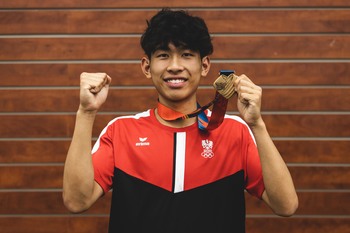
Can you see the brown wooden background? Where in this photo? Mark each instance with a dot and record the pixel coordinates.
(298, 51)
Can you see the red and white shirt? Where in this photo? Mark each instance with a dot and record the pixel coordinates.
(168, 179)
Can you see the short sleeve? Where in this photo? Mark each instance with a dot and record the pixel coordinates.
(103, 159)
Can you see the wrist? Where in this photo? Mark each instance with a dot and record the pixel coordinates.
(258, 125)
(86, 113)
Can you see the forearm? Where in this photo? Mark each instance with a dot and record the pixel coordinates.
(279, 188)
(78, 178)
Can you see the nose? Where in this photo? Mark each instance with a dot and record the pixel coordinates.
(175, 65)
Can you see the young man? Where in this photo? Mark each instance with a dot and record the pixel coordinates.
(169, 175)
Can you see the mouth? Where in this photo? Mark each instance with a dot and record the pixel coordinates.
(175, 80)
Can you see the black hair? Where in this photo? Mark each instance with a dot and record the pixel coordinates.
(179, 28)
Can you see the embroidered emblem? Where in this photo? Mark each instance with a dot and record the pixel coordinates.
(142, 142)
(207, 149)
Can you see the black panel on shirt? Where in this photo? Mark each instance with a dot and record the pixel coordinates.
(138, 206)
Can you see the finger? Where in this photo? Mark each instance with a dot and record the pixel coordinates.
(94, 82)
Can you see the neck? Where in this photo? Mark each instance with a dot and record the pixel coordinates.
(177, 123)
(172, 110)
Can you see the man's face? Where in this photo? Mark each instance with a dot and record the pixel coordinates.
(176, 73)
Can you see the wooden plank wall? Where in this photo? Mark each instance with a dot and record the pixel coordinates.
(298, 51)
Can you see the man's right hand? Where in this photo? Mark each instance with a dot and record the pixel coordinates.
(93, 91)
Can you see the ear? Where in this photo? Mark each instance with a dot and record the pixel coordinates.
(146, 67)
(205, 66)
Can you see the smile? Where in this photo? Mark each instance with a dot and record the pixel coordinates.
(175, 81)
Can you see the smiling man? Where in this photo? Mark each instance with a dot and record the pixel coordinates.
(167, 173)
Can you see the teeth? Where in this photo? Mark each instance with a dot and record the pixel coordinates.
(175, 80)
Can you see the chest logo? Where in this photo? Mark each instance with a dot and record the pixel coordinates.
(142, 142)
(207, 149)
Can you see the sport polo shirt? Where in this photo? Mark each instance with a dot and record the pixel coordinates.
(177, 180)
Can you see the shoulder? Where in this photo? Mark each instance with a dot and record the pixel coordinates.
(131, 118)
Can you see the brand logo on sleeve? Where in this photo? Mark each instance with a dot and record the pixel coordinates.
(207, 149)
(142, 142)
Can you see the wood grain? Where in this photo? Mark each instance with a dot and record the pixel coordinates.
(170, 3)
(124, 100)
(285, 125)
(50, 202)
(292, 150)
(49, 176)
(134, 21)
(227, 47)
(93, 224)
(264, 73)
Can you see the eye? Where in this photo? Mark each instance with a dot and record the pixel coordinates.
(187, 54)
(162, 55)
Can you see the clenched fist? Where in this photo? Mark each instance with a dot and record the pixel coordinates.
(93, 91)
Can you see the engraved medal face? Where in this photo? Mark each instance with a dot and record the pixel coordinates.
(225, 85)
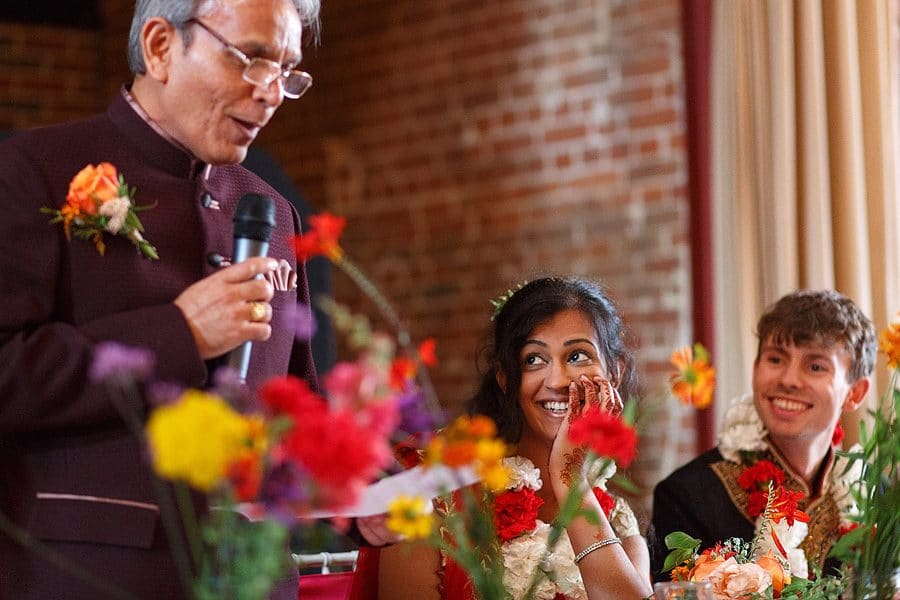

────────────────────

Short task =
Locate every line in the data above that contains the string "logo" and copy each such line in full. The match is case-sensitive.

The completed task =
Can you see the chest logo? Where in this photo? Mark each instance with a dot and record the pixel coordinates.
Can you see the brand logo on sleeve? Where in this photo? Mark each instance with a dot and record the pixel coordinates.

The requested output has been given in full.